> **Supplied information**
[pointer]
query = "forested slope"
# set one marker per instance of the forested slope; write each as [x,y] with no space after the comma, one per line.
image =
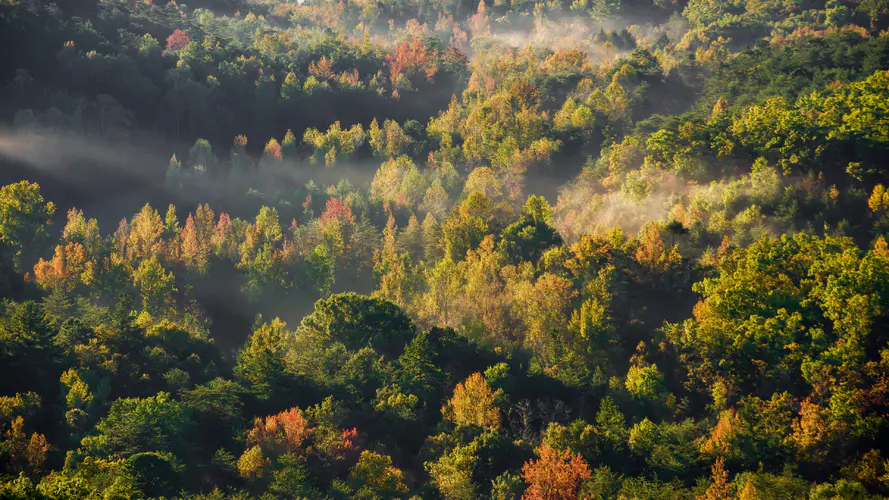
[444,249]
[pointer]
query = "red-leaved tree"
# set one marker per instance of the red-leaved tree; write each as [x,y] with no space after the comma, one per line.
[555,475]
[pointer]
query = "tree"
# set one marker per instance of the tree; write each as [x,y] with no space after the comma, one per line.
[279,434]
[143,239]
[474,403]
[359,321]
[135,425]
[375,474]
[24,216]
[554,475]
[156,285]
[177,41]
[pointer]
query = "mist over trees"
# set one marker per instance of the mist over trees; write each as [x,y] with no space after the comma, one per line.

> **Exercise requirements**
Arrange every line of the listing above as a numbered list, leaving out blank lines. Leave the pictures out of your answer.

> **Worked solution**
1. [pointer]
2. query = "forested slope"
3. # set one marker per instance of the forested slope; write each as [x,y] with no space after the comma, one per line.
4. image =
5. [444,249]
6. [pointer]
7. query = "red-leaved tree"
8. # set one marker per instance of the red-leaved tree; write each as [x,y] with no space after the comma, one per line.
9. [555,475]
10. [pointer]
11. query = "tree"
12. # set one marker per instance of the tree; write each as [x,y] with no space after the comma, one per line.
13. [279,434]
14. [143,239]
15. [474,403]
16. [359,321]
17. [135,425]
18. [375,474]
19. [24,216]
20. [554,475]
21. [156,285]
22. [177,41]
23. [pointer]
24. query = "mist over trees"
25. # set one marker per instance of the mist over trees; write each as [x,y] with no space after the comma, one per line.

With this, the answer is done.